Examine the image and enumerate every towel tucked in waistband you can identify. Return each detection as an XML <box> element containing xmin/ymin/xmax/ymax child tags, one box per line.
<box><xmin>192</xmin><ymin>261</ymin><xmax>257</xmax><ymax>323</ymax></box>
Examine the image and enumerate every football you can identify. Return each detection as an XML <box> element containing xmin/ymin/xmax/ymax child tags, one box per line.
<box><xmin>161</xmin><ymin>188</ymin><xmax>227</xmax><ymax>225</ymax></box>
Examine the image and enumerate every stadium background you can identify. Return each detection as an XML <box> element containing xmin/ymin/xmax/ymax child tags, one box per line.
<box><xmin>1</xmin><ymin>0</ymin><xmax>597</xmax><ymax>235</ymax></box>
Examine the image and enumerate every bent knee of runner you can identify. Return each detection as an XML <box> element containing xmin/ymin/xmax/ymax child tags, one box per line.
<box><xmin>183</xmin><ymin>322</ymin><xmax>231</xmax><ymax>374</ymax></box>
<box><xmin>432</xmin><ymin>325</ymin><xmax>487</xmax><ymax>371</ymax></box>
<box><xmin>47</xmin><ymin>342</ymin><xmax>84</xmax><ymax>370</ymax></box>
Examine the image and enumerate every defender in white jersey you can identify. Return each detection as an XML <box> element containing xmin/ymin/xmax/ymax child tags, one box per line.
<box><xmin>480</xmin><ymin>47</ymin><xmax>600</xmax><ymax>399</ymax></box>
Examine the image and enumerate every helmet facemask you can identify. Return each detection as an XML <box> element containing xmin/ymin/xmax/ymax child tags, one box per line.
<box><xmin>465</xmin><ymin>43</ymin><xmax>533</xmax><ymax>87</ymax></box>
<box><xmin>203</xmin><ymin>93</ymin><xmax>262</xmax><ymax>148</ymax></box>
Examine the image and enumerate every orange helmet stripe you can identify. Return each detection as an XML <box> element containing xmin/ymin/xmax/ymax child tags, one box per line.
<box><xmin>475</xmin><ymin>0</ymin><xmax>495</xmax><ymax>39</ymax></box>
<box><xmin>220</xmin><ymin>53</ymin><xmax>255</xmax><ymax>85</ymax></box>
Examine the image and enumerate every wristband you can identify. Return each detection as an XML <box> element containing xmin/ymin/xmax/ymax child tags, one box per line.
◆ ◆ ◆ ◆ ◆
> [INSTRUCTIONS TO FOLLOW] When you answer, return the records above exactly as they stand.

> [RESPONSE]
Examine the image and enumerate every towel tucked in waistband you can identify. Return each detection as an XML <box> element containing xmin/ymin/xmax/ymax child tags, one box per line.
<box><xmin>192</xmin><ymin>261</ymin><xmax>257</xmax><ymax>323</ymax></box>
Examine the image and enumerate every football you can identify. Return each detection as an XML <box> element containing xmin/ymin/xmax/ymax child tags, one box per line.
<box><xmin>161</xmin><ymin>188</ymin><xmax>227</xmax><ymax>225</ymax></box>
Examine the image and enumerate every stadium background you can identify. Return each detection as an XML <box> element containing xmin/ymin/xmax/ymax child tags, one box per line.
<box><xmin>1</xmin><ymin>0</ymin><xmax>597</xmax><ymax>235</ymax></box>
Examine the image and enumerate every bent knee of runner you can identify. Return each detection as an XML <box> element containing xmin/ymin/xmax/ymax child tags, one box per line.
<box><xmin>183</xmin><ymin>322</ymin><xmax>231</xmax><ymax>374</ymax></box>
<box><xmin>432</xmin><ymin>325</ymin><xmax>487</xmax><ymax>371</ymax></box>
<box><xmin>47</xmin><ymin>342</ymin><xmax>84</xmax><ymax>370</ymax></box>
Examine the image and enumerate every defender in white jersey you can identify. Return each detection as an XML <box> element containing xmin/ymin/xmax/ymax child tags, one box per line.
<box><xmin>480</xmin><ymin>47</ymin><xmax>600</xmax><ymax>399</ymax></box>
Examine the image and enumerate every helmet facemask you can identify. Return each detection as an XML <box> element containing xmin/ymin/xmax/ymax child tags, one box per line.
<box><xmin>465</xmin><ymin>43</ymin><xmax>533</xmax><ymax>87</ymax></box>
<box><xmin>203</xmin><ymin>93</ymin><xmax>262</xmax><ymax>148</ymax></box>
Examine the image and enumerate every orange helmet stripe you can identify. Return each detection as an XML <box> element containing xmin/ymin/xmax/ymax child tags, one box per line.
<box><xmin>475</xmin><ymin>0</ymin><xmax>495</xmax><ymax>39</ymax></box>
<box><xmin>220</xmin><ymin>53</ymin><xmax>255</xmax><ymax>85</ymax></box>
Examine the image and enumerate every wristband you can identify. Return each detection as an XML <box> element containing xmin/ymin/xmax/ymax child tags, one box per line.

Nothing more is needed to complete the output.